Directions for this task:
Print every line of the material below verbatim, with no changes.
>> begin Task material
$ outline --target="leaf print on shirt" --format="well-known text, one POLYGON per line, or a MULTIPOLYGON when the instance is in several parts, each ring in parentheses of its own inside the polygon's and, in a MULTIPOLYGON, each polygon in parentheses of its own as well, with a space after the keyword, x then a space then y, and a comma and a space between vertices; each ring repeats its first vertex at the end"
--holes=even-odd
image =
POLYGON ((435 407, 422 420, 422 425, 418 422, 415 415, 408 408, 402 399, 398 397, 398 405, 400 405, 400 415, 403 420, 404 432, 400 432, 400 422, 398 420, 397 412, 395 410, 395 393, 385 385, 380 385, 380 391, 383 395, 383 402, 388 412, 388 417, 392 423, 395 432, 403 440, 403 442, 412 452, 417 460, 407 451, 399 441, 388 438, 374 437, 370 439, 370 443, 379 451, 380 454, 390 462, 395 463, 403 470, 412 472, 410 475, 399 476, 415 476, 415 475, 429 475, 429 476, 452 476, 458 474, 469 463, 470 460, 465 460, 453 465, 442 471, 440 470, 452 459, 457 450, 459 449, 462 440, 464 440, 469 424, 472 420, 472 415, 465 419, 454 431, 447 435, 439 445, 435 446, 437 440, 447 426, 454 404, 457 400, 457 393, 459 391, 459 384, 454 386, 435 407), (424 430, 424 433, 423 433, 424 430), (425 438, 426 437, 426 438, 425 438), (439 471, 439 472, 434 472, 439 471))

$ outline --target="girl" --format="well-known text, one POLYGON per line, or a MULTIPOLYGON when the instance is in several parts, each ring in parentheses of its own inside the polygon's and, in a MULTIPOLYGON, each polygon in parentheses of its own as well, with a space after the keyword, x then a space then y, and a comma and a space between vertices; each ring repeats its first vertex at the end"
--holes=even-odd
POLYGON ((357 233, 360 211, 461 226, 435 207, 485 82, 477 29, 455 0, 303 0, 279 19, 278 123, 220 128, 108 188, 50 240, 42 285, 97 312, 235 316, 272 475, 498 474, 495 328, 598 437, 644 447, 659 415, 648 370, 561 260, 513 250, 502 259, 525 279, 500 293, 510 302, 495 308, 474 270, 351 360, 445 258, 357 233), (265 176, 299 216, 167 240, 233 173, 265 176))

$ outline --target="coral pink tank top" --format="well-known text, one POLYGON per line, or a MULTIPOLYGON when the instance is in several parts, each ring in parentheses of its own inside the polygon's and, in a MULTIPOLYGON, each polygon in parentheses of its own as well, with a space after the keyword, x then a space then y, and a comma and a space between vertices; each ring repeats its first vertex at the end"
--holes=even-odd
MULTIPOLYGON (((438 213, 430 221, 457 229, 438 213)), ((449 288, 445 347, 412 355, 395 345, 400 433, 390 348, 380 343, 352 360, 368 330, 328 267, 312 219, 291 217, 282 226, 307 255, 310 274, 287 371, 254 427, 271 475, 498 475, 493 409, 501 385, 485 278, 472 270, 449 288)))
>> end Task material
Response:
$ outline --target="leaf print on shirt" --format="well-known text, one POLYGON per line, or a MULTIPOLYGON when the instance is in several parts, each ring in parentheses of its own inside the polygon's and, in a MULTIPOLYGON, each polygon in parentheses of its own as well, with a space after the keyword, x then a space then y, and a comma and a space between vertices; each ring repeats its first vertex at the end"
--holes=even-odd
image =
POLYGON ((435 407, 422 420, 422 425, 418 422, 415 415, 408 408, 402 399, 398 397, 398 405, 400 405, 400 415, 403 420, 404 432, 400 432, 400 422, 398 420, 397 412, 395 410, 395 393, 385 385, 380 385, 380 391, 383 395, 383 402, 388 412, 388 417, 392 423, 395 432, 403 440, 403 442, 412 452, 417 460, 407 451, 399 441, 388 438, 374 437, 370 439, 370 443, 379 451, 380 454, 390 462, 395 463, 403 470, 412 472, 410 475, 399 476, 415 476, 415 475, 429 475, 429 476, 452 476, 458 474, 469 463, 470 460, 465 460, 453 465, 442 471, 440 470, 452 459, 457 450, 459 449, 462 440, 464 440, 469 424, 472 420, 472 415, 465 419, 454 431, 447 435, 439 445, 435 446, 437 440, 447 426, 454 404, 457 400, 457 393, 459 391, 459 384, 454 386, 435 407), (424 430, 424 433, 423 433, 424 430), (425 438, 426 437, 426 438, 425 438), (439 471, 439 472, 434 472, 439 471))

$ outline --target="girl" --format="well-known text, one POLYGON per line, or a MULTIPOLYGON when the instance is in several parts, each ring in parentheses of its own inside the polygon's and, in a MULTIPOLYGON, each polygon in parentheses of its own as well, with a space after the keyword, x then a space then y, and a comma and a space between vertices; each ring repeats its first vertex at the end"
--holes=even-odd
POLYGON ((357 233, 360 211, 461 226, 435 207, 485 82, 477 29, 455 0, 303 0, 279 19, 278 123, 220 128, 108 188, 50 240, 42 285, 97 312, 235 316, 272 475, 498 474, 495 328, 598 437, 644 447, 659 415, 648 370, 561 260, 513 250, 502 259, 525 279, 500 293, 510 302, 495 308, 474 270, 351 360, 445 258, 357 233), (265 176, 299 216, 167 240, 233 173, 265 176))

$ outline --target="coral pink tank top" --format="well-known text, one POLYGON per line, or a MULTIPOLYGON when the instance is in several parts, each ring in parentheses of its own inside the polygon's and, in a MULTIPOLYGON, each polygon in parentheses of its own as well, with a space after the keyword, x then a space then y, and a comma and a space between vertices; each ring repeats its first vertex at the end"
--holes=even-odd
MULTIPOLYGON (((438 213, 430 221, 457 229, 438 213)), ((449 288, 445 347, 412 355, 395 345, 400 433, 390 348, 380 343, 352 360, 368 330, 328 267, 312 219, 291 217, 282 226, 307 255, 310 274, 287 371, 254 427, 271 475, 498 475, 493 409, 501 385, 485 278, 472 270, 449 288)))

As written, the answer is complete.